A word-for-word transcription of the whole listing is required.

..............................

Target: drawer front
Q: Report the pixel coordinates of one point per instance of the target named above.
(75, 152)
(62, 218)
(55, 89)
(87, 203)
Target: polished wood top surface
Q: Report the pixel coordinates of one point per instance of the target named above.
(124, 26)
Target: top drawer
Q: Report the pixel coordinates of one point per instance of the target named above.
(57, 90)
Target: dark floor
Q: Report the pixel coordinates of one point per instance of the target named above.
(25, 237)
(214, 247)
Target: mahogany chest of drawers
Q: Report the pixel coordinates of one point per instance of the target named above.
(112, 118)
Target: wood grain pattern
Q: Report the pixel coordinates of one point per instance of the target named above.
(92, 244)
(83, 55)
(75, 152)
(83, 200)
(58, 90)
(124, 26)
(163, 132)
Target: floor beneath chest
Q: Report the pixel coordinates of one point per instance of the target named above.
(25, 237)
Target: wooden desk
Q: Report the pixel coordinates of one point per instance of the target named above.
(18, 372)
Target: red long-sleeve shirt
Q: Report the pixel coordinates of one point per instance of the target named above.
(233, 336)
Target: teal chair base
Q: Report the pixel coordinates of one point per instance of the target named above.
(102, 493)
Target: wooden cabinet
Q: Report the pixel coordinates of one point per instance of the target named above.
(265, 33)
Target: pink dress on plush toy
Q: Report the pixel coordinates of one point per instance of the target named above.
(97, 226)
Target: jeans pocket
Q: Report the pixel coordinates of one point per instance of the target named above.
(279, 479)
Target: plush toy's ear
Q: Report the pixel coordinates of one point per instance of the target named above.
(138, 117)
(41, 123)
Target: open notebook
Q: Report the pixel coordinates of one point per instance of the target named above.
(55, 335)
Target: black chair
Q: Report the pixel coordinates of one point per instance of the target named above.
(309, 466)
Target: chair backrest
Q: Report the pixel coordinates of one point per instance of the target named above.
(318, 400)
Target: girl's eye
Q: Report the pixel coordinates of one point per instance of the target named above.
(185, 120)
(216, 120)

..............................

◆ **SOLUTION FOR THIS EXERCISE**:
Target: drawer front
Q: Report the pixel coordinates of one point per instance of the target named above.
(75, 152)
(62, 218)
(55, 89)
(87, 203)
Target: polished wood top surface
Q: Report the pixel coordinates of one point per instance of the target named above.
(124, 26)
Target: top drawer
Q: Report the pixel coordinates of one point per instance of the target named above.
(57, 90)
Target: dark floor
Q: Report the pixel coordinates of one point per instance of the target named above.
(25, 237)
(214, 247)
Target: mahogany chest of drawers
Q: Report the pixel coordinates of one point per instance of the target named above.
(112, 118)
Target: wood grain pattern
Q: Report the pixel coordinates of one point per instance of the target named above.
(92, 244)
(83, 55)
(75, 152)
(83, 200)
(58, 90)
(124, 26)
(163, 132)
Target: floor beneath chest
Q: Report the pixel coordinates of one point per instance of the target named above.
(25, 237)
Target: wooden desk
Q: Report the pixel coordinates of one point per instance of the target named above.
(18, 372)
Target: red long-sleeve shirt
Q: Report the pixel coordinates of one point per instance of the target named above.
(233, 336)
Target: teal chair base
Q: Report the pixel coordinates of one point per instance of the target named above.
(102, 493)
Target: wooden cabinet
Q: Report the pixel coordinates of one point per instance of the target named above.
(265, 33)
Target: pink dress on plush toy
Q: Report the pixel coordinates of one point per instance of the target named above.
(97, 226)
Target: jeans pocket
Q: Report the pixel coordinates of one point per instance of the target named above.
(279, 479)
Target: plush toy's ear
Q: Report the pixel coordinates of one point per instance of the target named above.
(138, 117)
(41, 123)
Target: open notebook
Q: Report the pixel coordinates of one point per instance of the target named above.
(55, 335)
Target: black chair
Q: Report the pixel coordinates of one point per instance of the target named above.
(309, 466)
Target: chair backrest
Q: Report the pixel coordinates of one point per instance of the target named above.
(318, 400)
Target: girl's eye
Q: Report the pixel coordinates of one point per instance of the target named above.
(185, 120)
(216, 120)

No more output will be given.